[Dataset entries]
>>

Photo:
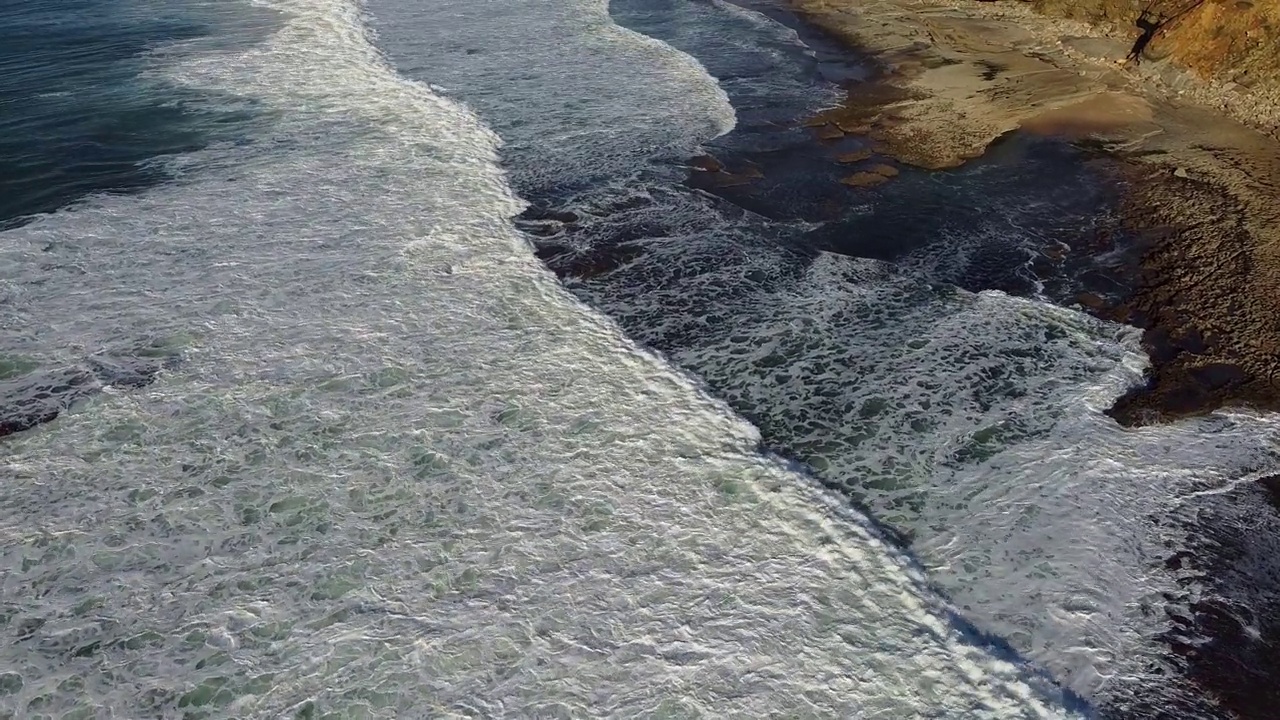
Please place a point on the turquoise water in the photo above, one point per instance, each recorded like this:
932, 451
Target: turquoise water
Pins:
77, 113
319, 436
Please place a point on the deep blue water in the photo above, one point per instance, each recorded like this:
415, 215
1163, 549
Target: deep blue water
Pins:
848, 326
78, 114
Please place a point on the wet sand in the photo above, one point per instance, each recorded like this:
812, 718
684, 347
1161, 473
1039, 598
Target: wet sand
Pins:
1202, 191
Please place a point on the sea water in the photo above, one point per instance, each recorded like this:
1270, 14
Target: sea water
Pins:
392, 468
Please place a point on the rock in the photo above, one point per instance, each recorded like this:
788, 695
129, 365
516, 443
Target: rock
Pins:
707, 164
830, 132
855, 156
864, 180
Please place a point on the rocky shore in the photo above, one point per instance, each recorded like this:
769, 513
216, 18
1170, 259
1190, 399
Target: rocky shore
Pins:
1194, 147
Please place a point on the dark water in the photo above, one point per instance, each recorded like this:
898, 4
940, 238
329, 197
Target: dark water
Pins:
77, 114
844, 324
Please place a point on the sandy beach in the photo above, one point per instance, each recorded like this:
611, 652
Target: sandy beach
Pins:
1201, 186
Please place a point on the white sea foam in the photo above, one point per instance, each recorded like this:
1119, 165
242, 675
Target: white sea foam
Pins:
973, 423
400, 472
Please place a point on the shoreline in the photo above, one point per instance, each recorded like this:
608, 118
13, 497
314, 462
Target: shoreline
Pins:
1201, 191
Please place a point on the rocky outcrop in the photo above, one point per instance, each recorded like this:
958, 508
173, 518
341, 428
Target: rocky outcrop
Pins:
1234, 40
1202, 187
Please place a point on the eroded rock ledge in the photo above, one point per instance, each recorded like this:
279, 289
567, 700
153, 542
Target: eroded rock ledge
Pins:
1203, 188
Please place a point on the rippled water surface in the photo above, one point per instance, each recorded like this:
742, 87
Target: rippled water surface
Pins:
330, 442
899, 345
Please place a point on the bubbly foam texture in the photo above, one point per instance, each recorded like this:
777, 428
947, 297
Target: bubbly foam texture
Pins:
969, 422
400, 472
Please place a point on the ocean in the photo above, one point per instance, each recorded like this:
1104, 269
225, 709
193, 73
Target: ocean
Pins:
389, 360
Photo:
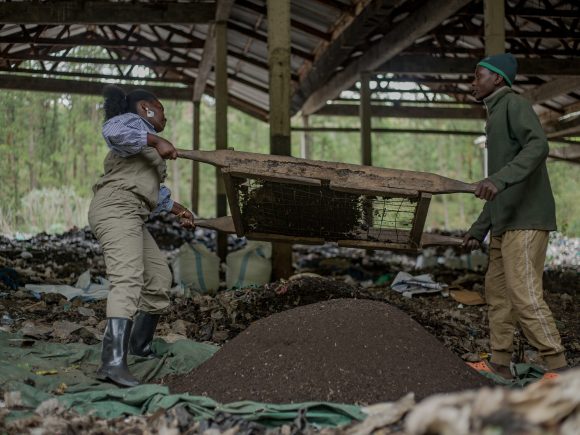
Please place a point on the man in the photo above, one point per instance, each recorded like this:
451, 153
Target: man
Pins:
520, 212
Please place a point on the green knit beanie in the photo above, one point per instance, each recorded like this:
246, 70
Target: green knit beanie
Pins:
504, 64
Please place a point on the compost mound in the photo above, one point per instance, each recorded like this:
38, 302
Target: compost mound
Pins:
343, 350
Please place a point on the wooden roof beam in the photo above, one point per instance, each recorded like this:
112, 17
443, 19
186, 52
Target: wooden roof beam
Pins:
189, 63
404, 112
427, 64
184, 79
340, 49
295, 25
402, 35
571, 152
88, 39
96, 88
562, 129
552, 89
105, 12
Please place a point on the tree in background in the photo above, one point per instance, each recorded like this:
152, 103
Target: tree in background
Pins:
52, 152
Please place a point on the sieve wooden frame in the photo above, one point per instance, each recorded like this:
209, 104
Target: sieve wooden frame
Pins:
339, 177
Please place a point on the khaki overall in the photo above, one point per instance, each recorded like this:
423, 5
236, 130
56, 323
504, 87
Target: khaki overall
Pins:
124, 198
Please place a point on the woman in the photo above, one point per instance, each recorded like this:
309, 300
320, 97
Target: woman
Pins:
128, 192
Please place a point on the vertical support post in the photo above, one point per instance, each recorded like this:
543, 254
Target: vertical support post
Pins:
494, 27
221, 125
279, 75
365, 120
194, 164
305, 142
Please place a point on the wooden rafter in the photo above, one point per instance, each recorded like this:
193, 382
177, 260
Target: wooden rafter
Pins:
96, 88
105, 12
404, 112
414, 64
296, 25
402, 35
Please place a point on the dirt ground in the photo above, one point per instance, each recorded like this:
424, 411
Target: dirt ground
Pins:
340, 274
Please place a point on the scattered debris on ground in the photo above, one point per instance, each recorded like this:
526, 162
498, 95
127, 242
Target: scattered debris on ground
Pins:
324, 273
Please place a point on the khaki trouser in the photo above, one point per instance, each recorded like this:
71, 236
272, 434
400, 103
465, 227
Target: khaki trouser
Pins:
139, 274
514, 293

<<

**Prompt**
Set down the entries above word for word, but drop any image.

**Finished exercise**
Photo:
Please place a point on the turquoise water in the photo above, one point per instance, each recorded like this:
932, 451
Target: turquoise water
Pins:
77, 113
319, 436
Please place a point on the deep blue water in the photo above, one point per instance, each recorded like this:
415, 215
1163, 549
Target: deep blue water
Pins:
848, 326
78, 114
Please place a point on the wet sand in the photo above, one point per instance, each recorded like this:
812, 718
684, 347
1161, 473
1039, 598
Target: wet sand
Pins:
1202, 191
Please place a point on the sea water in the photo above, one point per instance, each recorded like this:
1270, 14
Target: sea water
Pins:
392, 468
Please place a point on the rock in the photo above, one point per instance, each recorded like this:
788, 695
129, 365
516, 443
Target: rock
Pins:
707, 164
830, 132
855, 156
864, 180
Please place a point on the rocky shore in the photo above, one point per instance, each recorded like this:
769, 513
216, 18
1170, 259
1190, 399
Target: rocky shore
Pins:
1194, 147
Please place a point on the dark water in the photo above, one point per instance, each recorded like this:
898, 4
940, 238
329, 197
Target: dark water
Pins:
77, 114
844, 324
Please place a point on the sandy beach in the photo above, one point per instance, each recorded like this:
611, 652
Target: sandy beach
Pins:
1201, 186
Please place a point on the white sea foam in the photo above, one point per instance, each recorded like this:
1119, 165
242, 675
Target: white sea foam
Pins:
973, 423
400, 472
Please place a point on the shoreline in the photo above, one point per instance, each recorded like this:
608, 118
13, 497
314, 462
Target: shoreline
Pins:
1201, 191
Please place a point on the rocky outcrop in the photo above, one point per instance, each recorded like this:
958, 508
173, 518
341, 428
Target: rocky outcrop
Pins:
1234, 40
1202, 187
Please place a point on the eroded rock ledge in the photo above, one point per instance, each recorded like this:
279, 289
567, 700
153, 542
Target: eroded rock ledge
Pins:
1203, 188
Please place a point on the rippled water surface in the photo above, one point per instance, each recorded like this:
742, 87
Target: rippled water surface
Pins:
330, 442
899, 345
Please place a point on the bubbly foam texture in the photo above, one point per instance, each recorded like this:
777, 428
947, 297
Target: bubbly foam texture
Pins:
969, 422
400, 472
Please place a point on the ocean in the photo above, one point per instance, each recorded like this:
1104, 269
225, 709
193, 73
Target: ocean
Pins:
389, 360
Photo:
Please place a point on the man in the photo above, one point per instance, each recorded like this:
451, 153
Target: man
Pins:
520, 212
Please place a point on the green knit beanie in the photo above, one point per instance, each recorded like this:
246, 70
Target: green knit beanie
Pins:
504, 64
Please place a point on the compost mound in the photo above, one point per instance, each recorded like this:
38, 302
Target: compost mound
Pins:
343, 350
Please place a point on the wooden roof beam in the photo above, one point per instance, each recorded like this:
112, 17
443, 19
186, 52
Target: wooden roof beam
Pins:
189, 63
404, 112
427, 64
184, 79
340, 49
295, 25
402, 35
571, 152
88, 39
96, 88
562, 129
552, 89
105, 12
Please place a point on the tree in background in the photo above, one point per instance, each recorded like this:
152, 103
Target: tree in background
Pins:
52, 152
Please place a point on the sieve wooden frame in the photo above, one point per instance, each recorded like this:
209, 104
Target: sieve wooden frame
Pins:
339, 177
Please place a point on the khaki overall in the photo above, one point per instance, each recorded like this:
423, 5
236, 130
56, 323
504, 87
Target: khaki overall
Pins:
124, 198
Please place a point on the woman in the photo above, one point per instance, each recorded like this:
309, 300
320, 97
Target: woman
Pins:
128, 192
Please place a point on the vertical support post in the photo above, one point per instance, each recorded like this:
543, 254
Target: vertical support post
Pins:
494, 27
221, 125
279, 75
365, 120
194, 164
305, 142
Please place a point on the wooden rafter in the photo above, one point per instance, each recorded like this:
193, 382
177, 260
Target: wooden rafter
Pins:
96, 88
105, 12
404, 112
414, 64
296, 25
402, 35
Please place a point on the dirt ground in the photo above, one point per instance, each recorded like this:
424, 411
Target: dirt ground
Pins:
340, 274
Please place a point on the scattered debris on ground in the photo above, one point per instance, each recorded like this:
526, 162
498, 95
127, 242
Target: scattered debris on ground
Pins:
324, 273
Please place a point on the khaki trouser in the photo above, one point per instance, each recorded like this:
71, 236
272, 434
400, 103
465, 227
Target: khaki trouser
Pins:
139, 274
514, 293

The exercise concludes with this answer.